━━━ Extract provided
Question

(a) A park in the shape of a quadrilateral ABCD, has \[\angle C={{90}^{\circ }}\] AB = 9m, BC = 12m, CD = 5 and AD = 8m. How much area does it occupy?
(b) Find the area of a quadrilateral ABCD in which AB = 3cm, BC = 4cm, CD = 4cm, DA = 5cm and AC = 5cm.

Answer 1

Hint: For both parts (a) and (b) draw the quadrilateral ABCD, mentioned with the sides. Now divide the quadrilaterals in two triangles. The area of the two triangles will give the total area of the quadrilateral ABCD. We might have to use Heron’s formula given by,
Area of triangle = \[\sqrt{s\left( s-a \right)\left( s-b \right)\left( s-c \right)}\] and also the formula for area of right angled triangle, which is given by \[\dfrac{1}{2}\times \] base \[\times \] height.

Complete step-by-step answer:
(a) From the figure, it is given a quadrilateral ABCD.
We have been given that,

AB = 9cm, BC = 12m, CD = 5m and AD = 8m.
Total area = area of \[\Delta ABD\] + area of \[\Delta BCD\]
From the figure, let us find the area of \[\Delta BCD\].
We have been given BC = 12cm and DC = 5cm. It is right angled at C. Thus \[\Delta BCD\] is a right-angled triangle.
━━━━━━
» **What you should do**
Carry on the quadrilateral area solution, picking up right after its last sentence.
━━━ Data excerpts
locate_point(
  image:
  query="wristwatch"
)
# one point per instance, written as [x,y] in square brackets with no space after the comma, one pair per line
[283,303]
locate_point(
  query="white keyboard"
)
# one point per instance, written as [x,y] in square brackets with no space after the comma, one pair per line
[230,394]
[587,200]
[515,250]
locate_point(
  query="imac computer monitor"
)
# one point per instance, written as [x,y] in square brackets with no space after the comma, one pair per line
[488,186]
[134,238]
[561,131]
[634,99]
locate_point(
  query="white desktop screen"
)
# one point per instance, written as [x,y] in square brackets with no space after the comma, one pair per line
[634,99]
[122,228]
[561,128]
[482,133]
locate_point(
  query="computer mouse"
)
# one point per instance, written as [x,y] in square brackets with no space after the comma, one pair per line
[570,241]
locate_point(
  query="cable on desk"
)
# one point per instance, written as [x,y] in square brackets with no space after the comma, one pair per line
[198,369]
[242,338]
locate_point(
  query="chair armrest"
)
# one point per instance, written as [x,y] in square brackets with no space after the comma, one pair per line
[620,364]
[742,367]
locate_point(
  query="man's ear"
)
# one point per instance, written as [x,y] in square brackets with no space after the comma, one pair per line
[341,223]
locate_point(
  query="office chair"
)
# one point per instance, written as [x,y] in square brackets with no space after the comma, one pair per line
━━━━━━
» **Answer to the task**
Area of \[\Delta BCD\] = \[\dfrac{1}{2}\times \] base \[\times \] height
Area of \[\Delta BCD\] = \[\dfrac{1}{2}\times \] BC \[\times \] DC = \[\dfrac{1}{2}\times \] 12 \[\times \] 5 = 6 \[\times \] 5 = 30\[{{m}^{2}}\].
\[\therefore ar\left( \Delta BCD \right)=30{{m}^{2}}\]
As \[\Delta BCD\] is a right-angled triangle, by Pythagoras theorem,
\[B{{D}^{2}}=B{{C}^{2}}+D{{C}^{2}}\].
\[\therefore BD=\sqrt{B{{C}^{2}}+D{{C}^{2}}}\].
\[\therefore BD=\sqrt{{{12}^{2}}+{{5}^{2}}}=\sqrt{144+25}=\sqrt{169}=13\]m.
\[\therefore \] BD = 13m.
Now let us find the area of \[\Delta ABD\], using Heron’s formula.
We know all the sides of the triangle,
AD = 8m, AB = 9m, BD = 13m.
Thus Heron’s formula gives the area as,
Area of triangle = \[\sqrt{s\left( s-a \right)\left( s-b \right)\left( s-c \right)}\], where a, b, c are the sides of the triangle where a = AD = 8m, b = AB = 9m, c = BD = 13m.
s is the semi – perimeter of the triangle, where,
\[s=\dfrac{a+b+c}{2}=\dfrac{8+9+13}{2}=\dfrac{30}{2}=15\]m.
\[\therefore \] Area of \[\Delta ABD=\sqrt{15\left( 15-8 \right)\left( 15-9 \right)\left( 15-13 \right)}\].
\[\therefore \] Area of \[\Delta ABD=\sqrt{15\times 7\times 6\times 2}=\sqrt{3\times 5\times 7\times 3\times 2\times 2}\].
\[\therefore \] Area of \[\Delta ABD=\sqrt{9\times 4\times 35}=6\sqrt{35}{{m}^{2}}\].
\[\therefore \] Area of \[\Delta ABD=6\sqrt{35}{{m}^{2}}\].
\[\therefore \] Total area of the park = \[ar\left( \Delta BCD \right)+ar\left( \Delta ABD \right)\].
\[\therefore \] Total area of the park = \[30+6\sqrt{35}\].
\[\therefore \] Total area of the park = \[30+6\times 5.91=65.46{{m}^{2}}\].
Thus, we got the total area of the park as \[65.46{{m}^{2}}\].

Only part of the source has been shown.